__RECORD SET__:

__________________________________________________

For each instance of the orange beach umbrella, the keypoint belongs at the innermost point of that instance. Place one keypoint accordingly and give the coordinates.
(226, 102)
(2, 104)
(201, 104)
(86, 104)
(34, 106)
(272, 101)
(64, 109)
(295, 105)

__________________________________________________

__AIM OF THE EXERCISE__:
Copy out every line of the records above word for word, with nothing changed, added, or left out.

__FULL ANSWER__:
For each instance of the orange beach umbrella, the keypoint belongs at the innermost point of that instance. Place one keypoint accordingly and give the coordinates.
(226, 102)
(2, 104)
(201, 104)
(86, 104)
(34, 106)
(272, 101)
(64, 109)
(295, 105)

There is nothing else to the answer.